**What this exercise asks**:
1) According to the passage on willow leaves and soil pollution, what do Guo et al. report that the decrease in stomata size runs parallel to?
2) List every change in the leaf that the passage on willow leaves and soil pollution says occurs in parallel with soil pollution.

#### Extract provided ####

Publications have pointed out that parallel to soil pollution, the thickness of the leaf lamina significantly decreases, the extent of the intercellular space changes, and so does the organization of the cells [42,43]. The publications mention other microanatomical parameters as indicators for measuring polluting effects: the thickness of the leaf plate, the height and width of the cells building up the upper epidermis, the size of the stomata, and the value of stomata density. Guo et al. [29] point out that the decrease in the size of the stomata is parallel to the increase in the value of stomatal density.
Considering the above preliminaries, the goal of this study was to investigate the uptake or accumulation of nine selected PTEs, As, Ba, Cd, Cr, Cu, Mn, Ni, Pb, and Zn, in the leaves of energy willow (Salix triandra × S. viminalis ‘Inger’) grown in a long-term experiment. It was assumed that repeated soil application of a combination of MSSC and MSS, along with WA, will influence the accumulation rate of PTEs differently in willow leaves when compared to the control sample. It was supposed that WA reduces the accumulation of PTEs in willows when applied together with MSSC and MSS, and the changed rate of PTE accumulation will affect the microanatomical parameters in the leaves of willows.

#### Data for review ####

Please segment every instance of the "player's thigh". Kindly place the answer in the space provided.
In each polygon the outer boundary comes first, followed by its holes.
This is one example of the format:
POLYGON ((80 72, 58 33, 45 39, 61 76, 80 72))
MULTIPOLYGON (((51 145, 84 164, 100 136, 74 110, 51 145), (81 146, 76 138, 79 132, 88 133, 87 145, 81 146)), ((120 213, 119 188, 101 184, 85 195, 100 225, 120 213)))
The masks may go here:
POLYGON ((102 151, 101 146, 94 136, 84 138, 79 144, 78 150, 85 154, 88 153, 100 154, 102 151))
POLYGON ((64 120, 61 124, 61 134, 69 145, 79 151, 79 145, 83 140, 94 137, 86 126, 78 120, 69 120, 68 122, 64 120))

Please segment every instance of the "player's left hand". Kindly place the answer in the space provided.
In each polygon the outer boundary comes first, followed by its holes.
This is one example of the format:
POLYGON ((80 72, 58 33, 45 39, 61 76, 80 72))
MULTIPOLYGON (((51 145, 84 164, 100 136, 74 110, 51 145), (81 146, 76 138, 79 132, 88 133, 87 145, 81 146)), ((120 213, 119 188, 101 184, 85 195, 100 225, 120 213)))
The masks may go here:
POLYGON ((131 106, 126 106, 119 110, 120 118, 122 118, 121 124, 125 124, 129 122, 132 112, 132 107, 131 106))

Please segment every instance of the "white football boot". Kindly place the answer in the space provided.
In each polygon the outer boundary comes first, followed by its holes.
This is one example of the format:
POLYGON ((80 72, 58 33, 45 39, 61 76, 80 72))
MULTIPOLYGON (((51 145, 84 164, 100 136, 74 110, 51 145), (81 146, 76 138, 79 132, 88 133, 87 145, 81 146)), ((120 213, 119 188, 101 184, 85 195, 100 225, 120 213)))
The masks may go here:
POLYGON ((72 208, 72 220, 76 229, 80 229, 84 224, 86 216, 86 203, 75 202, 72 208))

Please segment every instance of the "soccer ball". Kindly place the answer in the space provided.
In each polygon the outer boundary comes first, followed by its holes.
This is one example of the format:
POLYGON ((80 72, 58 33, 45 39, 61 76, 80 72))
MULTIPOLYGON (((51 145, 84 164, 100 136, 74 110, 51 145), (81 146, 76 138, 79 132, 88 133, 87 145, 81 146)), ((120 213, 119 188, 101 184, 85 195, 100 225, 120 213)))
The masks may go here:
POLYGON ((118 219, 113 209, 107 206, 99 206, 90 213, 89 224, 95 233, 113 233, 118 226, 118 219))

####

**Answers for the tasks**:
1) The increase in the value of stomatal density.

2)
- The thickness of the leaf lamina significantly decreases.
- The extent of the intercellular space changes.
- The organization of the cells changes.